- The task
Up through the line that contains "pixel 10 321", retype the entries exactly, beginning at the very first line.

Natural language region descriptions
-*-

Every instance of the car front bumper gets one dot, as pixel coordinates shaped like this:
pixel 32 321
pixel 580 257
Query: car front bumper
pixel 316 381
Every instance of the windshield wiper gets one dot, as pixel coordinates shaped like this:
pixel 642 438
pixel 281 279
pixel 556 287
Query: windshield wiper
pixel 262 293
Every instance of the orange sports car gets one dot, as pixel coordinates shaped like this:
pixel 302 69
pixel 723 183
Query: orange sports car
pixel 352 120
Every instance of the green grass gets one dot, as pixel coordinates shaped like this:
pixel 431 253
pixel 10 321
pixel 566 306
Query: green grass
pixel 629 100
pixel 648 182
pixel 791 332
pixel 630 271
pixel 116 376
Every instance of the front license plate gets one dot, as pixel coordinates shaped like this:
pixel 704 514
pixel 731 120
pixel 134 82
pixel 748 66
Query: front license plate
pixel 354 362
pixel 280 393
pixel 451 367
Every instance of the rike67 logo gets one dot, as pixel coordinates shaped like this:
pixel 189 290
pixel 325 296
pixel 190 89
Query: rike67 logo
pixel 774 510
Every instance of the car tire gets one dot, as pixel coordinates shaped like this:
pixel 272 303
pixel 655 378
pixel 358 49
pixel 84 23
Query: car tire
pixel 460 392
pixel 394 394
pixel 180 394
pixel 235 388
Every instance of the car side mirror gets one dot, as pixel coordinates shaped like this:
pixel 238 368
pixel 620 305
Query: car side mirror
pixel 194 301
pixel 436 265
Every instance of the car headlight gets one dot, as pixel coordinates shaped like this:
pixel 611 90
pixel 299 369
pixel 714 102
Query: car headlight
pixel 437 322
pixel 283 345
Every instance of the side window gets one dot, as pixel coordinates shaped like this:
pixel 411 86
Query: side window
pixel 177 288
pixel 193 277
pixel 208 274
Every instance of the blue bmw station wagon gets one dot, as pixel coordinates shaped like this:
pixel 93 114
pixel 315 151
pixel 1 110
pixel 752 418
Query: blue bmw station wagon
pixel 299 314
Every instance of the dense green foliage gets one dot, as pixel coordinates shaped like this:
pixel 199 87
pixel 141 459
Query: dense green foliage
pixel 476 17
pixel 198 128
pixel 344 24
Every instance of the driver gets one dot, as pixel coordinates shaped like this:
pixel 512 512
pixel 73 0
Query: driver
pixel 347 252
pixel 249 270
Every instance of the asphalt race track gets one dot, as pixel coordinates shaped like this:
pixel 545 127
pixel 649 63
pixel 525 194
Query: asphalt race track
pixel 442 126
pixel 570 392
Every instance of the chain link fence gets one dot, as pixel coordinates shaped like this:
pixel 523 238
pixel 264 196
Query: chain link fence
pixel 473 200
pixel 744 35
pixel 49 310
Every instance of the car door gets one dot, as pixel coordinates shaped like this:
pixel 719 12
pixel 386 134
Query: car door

-*-

- Task result
Every instance of the car front bumper gets one dot, as pixel coordinates shaped like this:
pixel 32 321
pixel 580 257
Query: car front bumper
pixel 316 381
Every instance of the windshield wiper gets one dot, as pixel coordinates shaped like this:
pixel 642 438
pixel 281 279
pixel 556 287
Query: windshield wiper
pixel 262 293
Every instance of the orange sports car gets one dot, as pixel coordinates shaped like this:
pixel 302 69
pixel 723 183
Query: orange sports car
pixel 352 120
Every instance of the green grass gets one dot, as pixel coordinates shaped like this:
pixel 431 253
pixel 10 321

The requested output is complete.